[Opening RECORDS SUPPLIED section]

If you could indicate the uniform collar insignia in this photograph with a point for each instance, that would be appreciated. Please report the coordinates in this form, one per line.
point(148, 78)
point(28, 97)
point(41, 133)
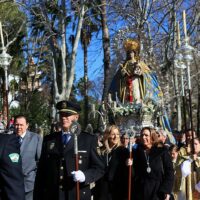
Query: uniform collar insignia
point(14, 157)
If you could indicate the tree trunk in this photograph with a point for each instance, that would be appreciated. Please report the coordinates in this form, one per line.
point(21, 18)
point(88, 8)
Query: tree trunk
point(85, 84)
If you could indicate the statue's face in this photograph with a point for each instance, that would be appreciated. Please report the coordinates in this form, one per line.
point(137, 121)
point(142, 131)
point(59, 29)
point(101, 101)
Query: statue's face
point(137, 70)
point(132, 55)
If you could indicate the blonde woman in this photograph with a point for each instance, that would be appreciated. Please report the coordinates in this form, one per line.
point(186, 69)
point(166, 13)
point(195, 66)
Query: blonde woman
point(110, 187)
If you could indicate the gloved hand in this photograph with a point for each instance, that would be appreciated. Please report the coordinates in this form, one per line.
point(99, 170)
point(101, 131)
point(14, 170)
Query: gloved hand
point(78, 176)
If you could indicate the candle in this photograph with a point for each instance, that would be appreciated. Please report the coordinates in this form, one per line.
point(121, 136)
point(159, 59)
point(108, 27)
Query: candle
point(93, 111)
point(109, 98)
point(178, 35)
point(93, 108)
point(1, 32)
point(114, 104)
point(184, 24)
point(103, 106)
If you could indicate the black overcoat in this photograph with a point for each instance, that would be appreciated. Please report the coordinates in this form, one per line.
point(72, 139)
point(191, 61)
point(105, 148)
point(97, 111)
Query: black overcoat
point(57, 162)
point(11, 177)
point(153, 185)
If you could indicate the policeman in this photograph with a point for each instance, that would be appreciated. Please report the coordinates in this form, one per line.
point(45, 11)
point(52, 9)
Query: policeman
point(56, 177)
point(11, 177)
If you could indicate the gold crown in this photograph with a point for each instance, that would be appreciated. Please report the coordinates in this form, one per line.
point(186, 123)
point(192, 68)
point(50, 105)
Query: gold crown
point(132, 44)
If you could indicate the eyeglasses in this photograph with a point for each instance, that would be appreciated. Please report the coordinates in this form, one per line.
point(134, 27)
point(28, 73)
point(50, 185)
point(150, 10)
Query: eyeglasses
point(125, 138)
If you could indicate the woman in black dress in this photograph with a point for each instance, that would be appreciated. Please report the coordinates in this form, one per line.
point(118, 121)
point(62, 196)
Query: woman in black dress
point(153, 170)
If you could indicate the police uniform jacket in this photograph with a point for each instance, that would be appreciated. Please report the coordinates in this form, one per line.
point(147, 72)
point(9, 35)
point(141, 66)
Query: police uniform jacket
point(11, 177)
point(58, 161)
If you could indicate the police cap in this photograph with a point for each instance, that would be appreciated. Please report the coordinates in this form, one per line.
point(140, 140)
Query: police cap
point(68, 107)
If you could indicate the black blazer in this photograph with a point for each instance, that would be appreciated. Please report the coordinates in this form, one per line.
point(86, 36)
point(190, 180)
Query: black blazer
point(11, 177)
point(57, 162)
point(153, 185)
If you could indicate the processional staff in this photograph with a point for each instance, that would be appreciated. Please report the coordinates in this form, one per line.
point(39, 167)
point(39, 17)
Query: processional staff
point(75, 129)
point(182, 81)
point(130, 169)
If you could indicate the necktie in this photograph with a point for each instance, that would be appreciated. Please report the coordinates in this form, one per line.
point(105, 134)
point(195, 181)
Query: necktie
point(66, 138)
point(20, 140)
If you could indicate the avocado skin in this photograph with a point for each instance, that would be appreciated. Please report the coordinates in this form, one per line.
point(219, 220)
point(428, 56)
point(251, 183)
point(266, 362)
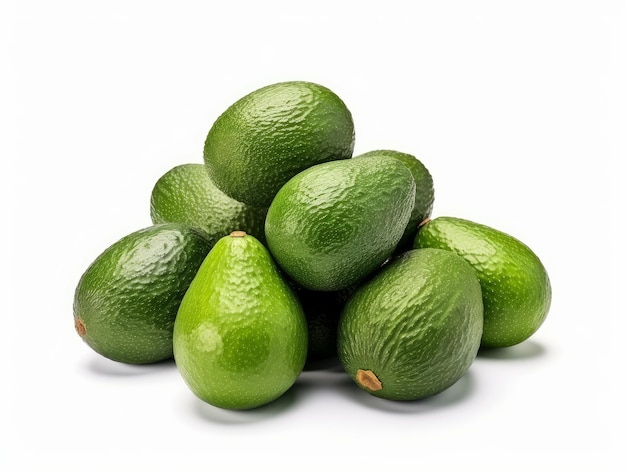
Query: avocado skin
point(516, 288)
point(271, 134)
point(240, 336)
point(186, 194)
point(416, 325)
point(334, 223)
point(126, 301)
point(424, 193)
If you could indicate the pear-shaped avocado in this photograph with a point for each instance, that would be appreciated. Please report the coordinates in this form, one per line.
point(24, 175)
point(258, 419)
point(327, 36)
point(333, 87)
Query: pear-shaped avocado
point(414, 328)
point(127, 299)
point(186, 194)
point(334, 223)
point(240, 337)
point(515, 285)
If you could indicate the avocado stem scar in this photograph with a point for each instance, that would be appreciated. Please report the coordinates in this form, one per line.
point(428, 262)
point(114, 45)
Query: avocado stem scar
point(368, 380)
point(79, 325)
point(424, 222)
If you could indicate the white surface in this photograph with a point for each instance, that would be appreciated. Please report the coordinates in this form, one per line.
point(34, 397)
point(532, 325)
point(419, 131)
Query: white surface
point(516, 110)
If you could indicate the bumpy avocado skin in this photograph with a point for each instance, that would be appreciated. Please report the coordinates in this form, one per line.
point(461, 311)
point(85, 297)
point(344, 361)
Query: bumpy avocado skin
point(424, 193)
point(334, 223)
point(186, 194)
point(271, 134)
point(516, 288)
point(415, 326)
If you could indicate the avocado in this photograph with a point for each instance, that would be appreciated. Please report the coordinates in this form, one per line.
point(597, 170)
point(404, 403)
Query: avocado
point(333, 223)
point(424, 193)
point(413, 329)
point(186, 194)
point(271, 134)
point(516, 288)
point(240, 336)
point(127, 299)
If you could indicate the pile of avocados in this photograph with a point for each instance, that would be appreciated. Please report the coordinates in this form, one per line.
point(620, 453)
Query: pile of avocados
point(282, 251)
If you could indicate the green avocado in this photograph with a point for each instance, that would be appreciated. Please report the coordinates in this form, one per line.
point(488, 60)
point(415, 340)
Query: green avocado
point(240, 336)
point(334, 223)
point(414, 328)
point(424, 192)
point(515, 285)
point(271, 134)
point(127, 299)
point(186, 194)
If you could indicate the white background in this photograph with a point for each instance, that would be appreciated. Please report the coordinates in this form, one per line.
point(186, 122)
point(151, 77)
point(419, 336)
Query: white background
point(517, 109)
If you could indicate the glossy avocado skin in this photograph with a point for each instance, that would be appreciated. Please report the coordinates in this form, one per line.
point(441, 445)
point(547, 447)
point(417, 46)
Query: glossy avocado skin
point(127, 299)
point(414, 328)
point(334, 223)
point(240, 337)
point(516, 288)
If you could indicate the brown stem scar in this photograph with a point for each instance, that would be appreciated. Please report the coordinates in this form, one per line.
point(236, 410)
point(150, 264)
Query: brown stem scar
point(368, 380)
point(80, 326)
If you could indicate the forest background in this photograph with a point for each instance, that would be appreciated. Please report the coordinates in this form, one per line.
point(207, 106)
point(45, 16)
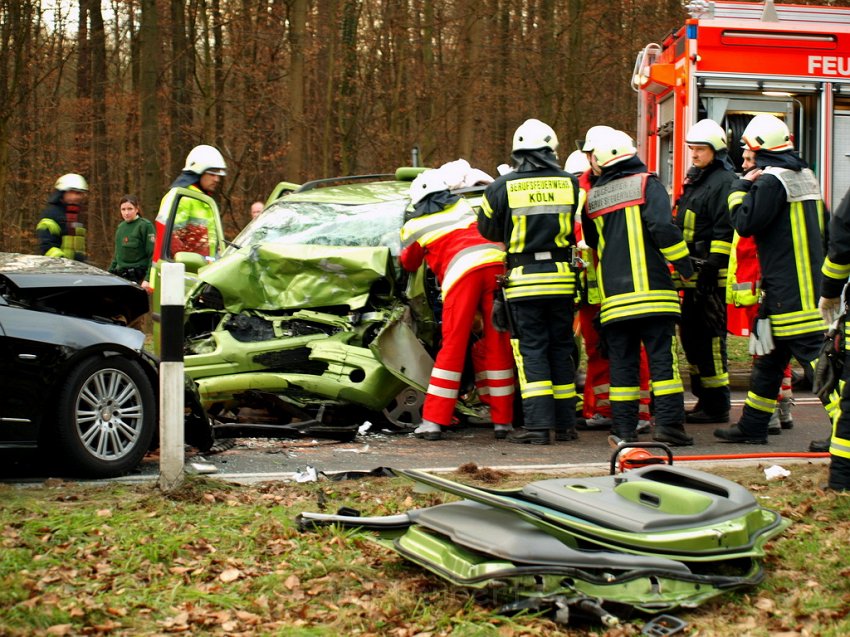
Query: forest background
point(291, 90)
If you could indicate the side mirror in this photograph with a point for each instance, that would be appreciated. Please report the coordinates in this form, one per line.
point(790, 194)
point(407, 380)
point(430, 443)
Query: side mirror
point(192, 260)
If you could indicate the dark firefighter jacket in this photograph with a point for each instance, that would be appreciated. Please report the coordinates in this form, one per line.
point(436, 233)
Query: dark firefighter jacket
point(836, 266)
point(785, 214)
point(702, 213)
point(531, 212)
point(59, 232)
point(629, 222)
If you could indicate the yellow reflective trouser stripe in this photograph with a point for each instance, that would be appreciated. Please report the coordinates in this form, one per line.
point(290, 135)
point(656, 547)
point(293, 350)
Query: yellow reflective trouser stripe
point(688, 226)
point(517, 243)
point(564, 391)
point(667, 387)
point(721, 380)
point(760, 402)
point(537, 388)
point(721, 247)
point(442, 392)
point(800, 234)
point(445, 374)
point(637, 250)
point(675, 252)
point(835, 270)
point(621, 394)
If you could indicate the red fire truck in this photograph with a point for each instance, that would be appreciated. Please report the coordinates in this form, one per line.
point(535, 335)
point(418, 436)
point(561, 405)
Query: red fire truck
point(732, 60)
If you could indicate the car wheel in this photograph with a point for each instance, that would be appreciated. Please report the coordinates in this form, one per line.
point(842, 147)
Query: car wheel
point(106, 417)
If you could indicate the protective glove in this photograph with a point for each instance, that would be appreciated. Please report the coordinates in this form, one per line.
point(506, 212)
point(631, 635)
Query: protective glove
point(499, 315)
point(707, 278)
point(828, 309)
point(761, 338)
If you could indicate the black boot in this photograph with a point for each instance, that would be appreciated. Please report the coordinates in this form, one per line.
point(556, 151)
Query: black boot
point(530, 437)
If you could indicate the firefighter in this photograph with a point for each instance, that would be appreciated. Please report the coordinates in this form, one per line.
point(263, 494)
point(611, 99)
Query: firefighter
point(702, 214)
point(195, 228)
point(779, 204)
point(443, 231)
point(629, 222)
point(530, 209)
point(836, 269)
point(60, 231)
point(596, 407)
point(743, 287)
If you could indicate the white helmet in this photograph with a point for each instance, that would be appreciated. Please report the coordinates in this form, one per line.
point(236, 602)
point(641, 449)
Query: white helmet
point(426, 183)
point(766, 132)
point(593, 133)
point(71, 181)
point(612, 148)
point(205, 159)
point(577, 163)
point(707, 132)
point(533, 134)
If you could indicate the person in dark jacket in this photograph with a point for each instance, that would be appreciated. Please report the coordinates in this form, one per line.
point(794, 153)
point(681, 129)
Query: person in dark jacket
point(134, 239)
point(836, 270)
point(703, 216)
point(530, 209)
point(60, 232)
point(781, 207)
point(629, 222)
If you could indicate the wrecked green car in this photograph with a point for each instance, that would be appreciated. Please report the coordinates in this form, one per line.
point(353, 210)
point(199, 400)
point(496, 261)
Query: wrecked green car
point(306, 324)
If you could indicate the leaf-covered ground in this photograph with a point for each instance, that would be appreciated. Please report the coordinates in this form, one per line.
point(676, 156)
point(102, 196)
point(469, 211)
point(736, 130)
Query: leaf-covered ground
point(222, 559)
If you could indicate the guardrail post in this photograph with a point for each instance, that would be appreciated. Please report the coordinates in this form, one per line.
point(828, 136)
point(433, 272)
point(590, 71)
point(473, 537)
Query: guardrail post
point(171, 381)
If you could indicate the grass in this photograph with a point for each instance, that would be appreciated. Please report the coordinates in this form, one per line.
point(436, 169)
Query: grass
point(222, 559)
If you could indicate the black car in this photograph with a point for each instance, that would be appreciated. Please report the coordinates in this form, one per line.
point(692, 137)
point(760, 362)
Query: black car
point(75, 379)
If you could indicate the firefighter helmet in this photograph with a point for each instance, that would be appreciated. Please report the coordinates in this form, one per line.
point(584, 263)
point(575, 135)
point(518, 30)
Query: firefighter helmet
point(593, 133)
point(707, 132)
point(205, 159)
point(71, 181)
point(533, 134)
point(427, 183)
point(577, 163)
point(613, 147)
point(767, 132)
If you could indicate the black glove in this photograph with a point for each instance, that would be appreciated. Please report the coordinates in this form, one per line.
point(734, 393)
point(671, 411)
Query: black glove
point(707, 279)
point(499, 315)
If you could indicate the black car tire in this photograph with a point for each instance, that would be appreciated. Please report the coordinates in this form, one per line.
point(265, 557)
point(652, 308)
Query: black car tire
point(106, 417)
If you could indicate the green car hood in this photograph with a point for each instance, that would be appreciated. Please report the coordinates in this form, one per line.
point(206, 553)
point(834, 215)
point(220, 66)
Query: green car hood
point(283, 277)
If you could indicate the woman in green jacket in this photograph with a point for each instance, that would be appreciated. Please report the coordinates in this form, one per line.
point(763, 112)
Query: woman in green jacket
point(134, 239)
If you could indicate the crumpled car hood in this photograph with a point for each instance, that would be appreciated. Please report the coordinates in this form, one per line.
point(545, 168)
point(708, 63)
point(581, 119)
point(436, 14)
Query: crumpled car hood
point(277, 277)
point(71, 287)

[Closing RECORDS SUPPLIED section]

(HOW TO COMPLETE THIS TASK):
Begin at the first line of the records. Print every line through the one containing "point(21, 18)" exactly, but skip the pictures.

(ANSWER TO THE PROBLEM):
If you could indicate the uniform collar insignia in this photograph with a point for each instance, that would be appreciated. Please report the coordinates in this form, one per line.
point(148, 78)
point(28, 97)
point(41, 133)
Query: uniform collar insignia
point(14, 157)
If you could indicate the tree trunk in this photograph with a point for each instance, that would be appreciated. Please report the coordinates in this form, one per line.
point(21, 18)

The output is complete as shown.